_ABOUT THIS TASK_:
Exact copies of all the records are to be output.

Content starts

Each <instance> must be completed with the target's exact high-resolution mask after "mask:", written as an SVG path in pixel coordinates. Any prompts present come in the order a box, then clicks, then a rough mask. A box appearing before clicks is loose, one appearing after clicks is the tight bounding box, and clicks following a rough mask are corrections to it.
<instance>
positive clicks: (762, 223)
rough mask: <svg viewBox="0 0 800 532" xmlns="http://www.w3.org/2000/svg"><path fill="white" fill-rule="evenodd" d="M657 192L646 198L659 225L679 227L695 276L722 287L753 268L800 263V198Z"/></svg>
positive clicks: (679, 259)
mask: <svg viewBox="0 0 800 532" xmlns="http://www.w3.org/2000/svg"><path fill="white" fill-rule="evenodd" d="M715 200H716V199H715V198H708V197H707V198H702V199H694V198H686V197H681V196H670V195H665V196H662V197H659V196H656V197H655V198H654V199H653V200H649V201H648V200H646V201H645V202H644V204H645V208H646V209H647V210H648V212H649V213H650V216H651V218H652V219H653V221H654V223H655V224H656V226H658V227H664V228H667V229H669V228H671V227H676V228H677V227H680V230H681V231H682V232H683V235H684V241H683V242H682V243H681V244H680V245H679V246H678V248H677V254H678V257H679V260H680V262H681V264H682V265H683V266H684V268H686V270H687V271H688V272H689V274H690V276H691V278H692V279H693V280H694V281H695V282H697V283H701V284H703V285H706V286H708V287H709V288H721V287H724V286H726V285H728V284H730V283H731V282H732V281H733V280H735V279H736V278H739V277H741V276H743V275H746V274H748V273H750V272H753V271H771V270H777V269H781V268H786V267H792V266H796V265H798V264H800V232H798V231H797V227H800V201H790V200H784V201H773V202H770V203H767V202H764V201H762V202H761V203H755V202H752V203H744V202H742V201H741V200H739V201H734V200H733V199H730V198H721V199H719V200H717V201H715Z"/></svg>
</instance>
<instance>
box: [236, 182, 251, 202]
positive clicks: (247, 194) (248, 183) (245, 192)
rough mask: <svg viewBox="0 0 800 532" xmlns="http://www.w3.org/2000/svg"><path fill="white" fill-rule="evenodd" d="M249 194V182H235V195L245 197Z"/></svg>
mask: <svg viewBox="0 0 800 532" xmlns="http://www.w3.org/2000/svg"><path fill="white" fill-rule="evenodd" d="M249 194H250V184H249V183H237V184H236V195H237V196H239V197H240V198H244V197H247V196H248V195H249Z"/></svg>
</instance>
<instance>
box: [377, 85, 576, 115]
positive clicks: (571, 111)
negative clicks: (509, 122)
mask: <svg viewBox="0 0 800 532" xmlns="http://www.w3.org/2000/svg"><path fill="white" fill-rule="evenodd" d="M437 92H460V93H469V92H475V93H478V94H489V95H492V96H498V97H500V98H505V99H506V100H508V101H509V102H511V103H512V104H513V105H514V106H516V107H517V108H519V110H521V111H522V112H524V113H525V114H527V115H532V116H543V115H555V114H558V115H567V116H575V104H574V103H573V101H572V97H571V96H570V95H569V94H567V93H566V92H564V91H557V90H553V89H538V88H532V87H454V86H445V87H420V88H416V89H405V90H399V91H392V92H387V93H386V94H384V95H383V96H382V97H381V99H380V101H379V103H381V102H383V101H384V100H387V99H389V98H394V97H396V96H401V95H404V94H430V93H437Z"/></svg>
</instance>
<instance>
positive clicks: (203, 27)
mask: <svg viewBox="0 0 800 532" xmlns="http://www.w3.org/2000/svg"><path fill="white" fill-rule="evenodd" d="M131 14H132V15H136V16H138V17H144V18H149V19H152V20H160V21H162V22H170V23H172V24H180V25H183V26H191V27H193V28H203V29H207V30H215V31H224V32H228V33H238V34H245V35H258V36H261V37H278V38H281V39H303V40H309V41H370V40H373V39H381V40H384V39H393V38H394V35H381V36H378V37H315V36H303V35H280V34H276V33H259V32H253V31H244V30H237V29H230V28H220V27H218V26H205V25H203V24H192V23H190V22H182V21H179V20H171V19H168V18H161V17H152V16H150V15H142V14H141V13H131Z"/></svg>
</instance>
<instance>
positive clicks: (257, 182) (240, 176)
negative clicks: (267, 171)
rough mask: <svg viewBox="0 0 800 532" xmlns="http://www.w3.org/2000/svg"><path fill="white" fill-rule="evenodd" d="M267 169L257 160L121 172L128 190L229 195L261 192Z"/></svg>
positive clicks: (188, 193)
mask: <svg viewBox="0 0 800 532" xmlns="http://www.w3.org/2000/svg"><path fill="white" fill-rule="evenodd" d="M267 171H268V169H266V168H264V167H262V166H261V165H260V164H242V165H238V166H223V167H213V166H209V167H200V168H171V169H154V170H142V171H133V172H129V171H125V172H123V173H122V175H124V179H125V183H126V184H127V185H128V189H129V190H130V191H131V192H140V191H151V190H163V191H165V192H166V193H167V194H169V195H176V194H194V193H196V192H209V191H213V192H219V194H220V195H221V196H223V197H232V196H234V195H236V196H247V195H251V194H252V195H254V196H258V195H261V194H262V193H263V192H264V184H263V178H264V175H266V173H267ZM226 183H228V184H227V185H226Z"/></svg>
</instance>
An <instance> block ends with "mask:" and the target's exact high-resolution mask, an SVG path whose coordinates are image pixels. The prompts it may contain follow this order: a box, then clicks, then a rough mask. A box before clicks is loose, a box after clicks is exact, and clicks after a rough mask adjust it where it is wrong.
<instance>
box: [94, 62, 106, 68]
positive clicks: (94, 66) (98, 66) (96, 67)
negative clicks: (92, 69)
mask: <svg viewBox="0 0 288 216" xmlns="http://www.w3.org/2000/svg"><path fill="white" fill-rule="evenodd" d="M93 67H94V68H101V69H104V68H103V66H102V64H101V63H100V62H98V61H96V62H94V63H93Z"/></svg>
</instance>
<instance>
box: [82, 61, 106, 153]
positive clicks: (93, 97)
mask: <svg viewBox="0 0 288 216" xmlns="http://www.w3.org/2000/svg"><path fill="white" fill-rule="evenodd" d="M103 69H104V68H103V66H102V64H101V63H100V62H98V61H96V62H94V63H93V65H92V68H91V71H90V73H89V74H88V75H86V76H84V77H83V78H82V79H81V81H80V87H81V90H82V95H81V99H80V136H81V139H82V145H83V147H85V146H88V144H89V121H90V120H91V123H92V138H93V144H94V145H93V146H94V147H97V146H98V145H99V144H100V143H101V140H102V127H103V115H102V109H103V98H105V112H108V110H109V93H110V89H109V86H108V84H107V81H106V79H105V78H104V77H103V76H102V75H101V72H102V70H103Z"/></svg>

Content ends

_ANSWER BOX_:
Each <instance> must be completed with the target's exact high-resolution mask after "mask:", written as an SVG path in pixel coordinates. Any prompts present come in the order a box, then clicks, then a rough mask. A box appearing before clicks is loose, one appearing after clicks is the tight bounding box, and clicks following a rough mask are corrections to it.
<instance>
positive clicks: (762, 223)
rough mask: <svg viewBox="0 0 800 532" xmlns="http://www.w3.org/2000/svg"><path fill="white" fill-rule="evenodd" d="M657 192L646 198L659 225L679 227L695 276L722 287L753 268L800 263V198Z"/></svg>
positive clicks: (679, 259)
mask: <svg viewBox="0 0 800 532" xmlns="http://www.w3.org/2000/svg"><path fill="white" fill-rule="evenodd" d="M715 200H716V199H715V198H708V197H707V198H702V199H694V198H686V197H681V196H670V195H665V196H662V197H659V196H656V197H655V198H654V199H653V200H649V201H648V200H646V201H645V202H644V204H645V208H646V209H647V210H648V212H649V213H650V216H651V218H652V219H653V221H654V223H655V224H656V226H658V227H664V228H667V229H669V228H671V227H676V228H677V227H680V230H681V231H682V232H683V235H684V241H683V242H682V243H681V244H680V245H679V246H678V248H677V254H678V257H679V260H680V262H681V264H682V265H683V266H684V268H686V270H687V271H688V272H689V274H690V276H691V278H692V279H693V280H694V281H695V282H697V283H701V284H703V285H706V286H708V287H709V288H721V287H724V286H726V285H728V284H730V283H731V282H732V281H733V280H735V279H736V278H739V277H741V276H743V275H746V274H748V273H750V272H753V271H771V270H777V269H781V268H786V267H792V266H796V265H798V264H800V232H798V231H797V227H800V201H790V200H784V201H773V202H770V203H767V202H764V201H762V202H761V203H755V202H752V203H744V202H742V201H741V200H739V201H734V200H733V199H730V198H721V199H719V200H717V201H715Z"/></svg>
</instance>
<instance>
box: [236, 182, 251, 202]
positive clicks: (247, 194) (248, 183) (245, 192)
rough mask: <svg viewBox="0 0 800 532" xmlns="http://www.w3.org/2000/svg"><path fill="white" fill-rule="evenodd" d="M249 194V182H235V195L245 197Z"/></svg>
mask: <svg viewBox="0 0 800 532" xmlns="http://www.w3.org/2000/svg"><path fill="white" fill-rule="evenodd" d="M249 194H250V184H249V183H237V184H236V195H237V196H239V197H240V198H244V197H247V196H248V195H249Z"/></svg>
</instance>
<instance>
box: [377, 85, 576, 115]
positive clicks: (571, 111)
negative clicks: (509, 122)
mask: <svg viewBox="0 0 800 532" xmlns="http://www.w3.org/2000/svg"><path fill="white" fill-rule="evenodd" d="M437 92H460V93H469V92H475V93H478V94H489V95H492V96H498V97H500V98H505V99H506V100H508V101H509V102H511V103H512V104H513V105H514V106H516V107H517V108H519V110H521V111H522V112H524V113H525V114H527V115H532V116H543V115H555V114H558V115H567V116H575V104H574V103H573V101H572V97H571V96H570V95H569V94H567V93H566V92H564V91H557V90H553V89H538V88H532V87H454V86H445V87H420V88H416V89H405V90H399V91H392V92H387V93H386V94H384V95H383V96H382V97H381V99H380V101H379V103H381V102H383V101H384V100H387V99H389V98H394V97H396V96H401V95H404V94H430V93H437Z"/></svg>
</instance>
<instance>
positive clicks: (203, 27)
mask: <svg viewBox="0 0 800 532" xmlns="http://www.w3.org/2000/svg"><path fill="white" fill-rule="evenodd" d="M131 14H132V15H136V16H138V17H144V18H149V19H152V20H160V21H162V22H170V23H172V24H180V25H183V26H191V27H193V28H203V29H207V30H215V31H224V32H228V33H238V34H245V35H258V36H261V37H278V38H281V39H303V40H309V41H370V40H373V39H381V40H384V39H393V38H394V35H381V36H378V37H315V36H303V35H280V34H276V33H259V32H253V31H244V30H237V29H230V28H220V27H218V26H205V25H203V24H192V23H190V22H182V21H179V20H171V19H168V18H161V17H152V16H150V15H142V14H141V13H131Z"/></svg>
</instance>
<instance>
positive clicks: (257, 182) (240, 176)
negative clicks: (267, 171)
rough mask: <svg viewBox="0 0 800 532" xmlns="http://www.w3.org/2000/svg"><path fill="white" fill-rule="evenodd" d="M267 169L257 160L121 172L128 190L229 195L261 192Z"/></svg>
positive clicks: (188, 193)
mask: <svg viewBox="0 0 800 532" xmlns="http://www.w3.org/2000/svg"><path fill="white" fill-rule="evenodd" d="M267 171H268V169H266V168H264V167H262V166H261V165H260V164H242V165H238V166H223V167H213V166H209V167H200V168H171V169H154V170H142V171H133V172H129V171H125V172H123V173H122V175H124V179H125V183H126V184H127V185H128V189H129V190H130V191H131V192H140V191H151V190H163V191H165V192H166V193H167V194H169V195H176V194H194V193H196V192H209V191H213V192H219V194H220V195H221V196H223V197H232V196H234V195H236V196H247V195H251V194H252V195H254V196H258V195H261V194H262V193H263V192H264V184H263V178H264V175H266V173H267ZM226 183H228V184H227V185H226Z"/></svg>
</instance>
An <instance> block ends with "mask:" and the target's exact high-resolution mask, an SVG path whose coordinates are image pixels. The prompts it may contain follow this order: a box, then clicks, then a rough mask. A box before clicks is loose, a box after clicks is exact, and clicks after a rough mask adjust it where it is wrong.
<instance>
box: [94, 62, 106, 68]
positive clicks: (94, 66) (98, 66) (96, 67)
negative clicks: (92, 69)
mask: <svg viewBox="0 0 288 216" xmlns="http://www.w3.org/2000/svg"><path fill="white" fill-rule="evenodd" d="M93 67H94V68H101V69H104V68H103V66H102V64H101V63H100V62H98V61H96V62H94V63H93Z"/></svg>
</instance>
<instance>
box: [82, 61, 106, 153]
positive clicks: (93, 97)
mask: <svg viewBox="0 0 288 216" xmlns="http://www.w3.org/2000/svg"><path fill="white" fill-rule="evenodd" d="M103 69H104V68H103V66H102V64H101V63H100V62H98V61H96V62H94V63H93V65H92V68H91V71H90V73H89V74H88V75H86V76H84V77H83V78H82V79H81V81H80V87H81V90H82V95H81V99H80V136H81V139H82V145H83V147H85V146H88V144H89V121H90V120H91V123H92V138H93V144H94V145H93V146H94V147H97V146H98V145H99V144H100V143H101V140H102V127H103V115H102V109H103V98H105V112H108V110H109V93H110V89H109V86H108V84H107V81H106V79H105V78H104V77H103V76H102V75H101V72H102V70H103Z"/></svg>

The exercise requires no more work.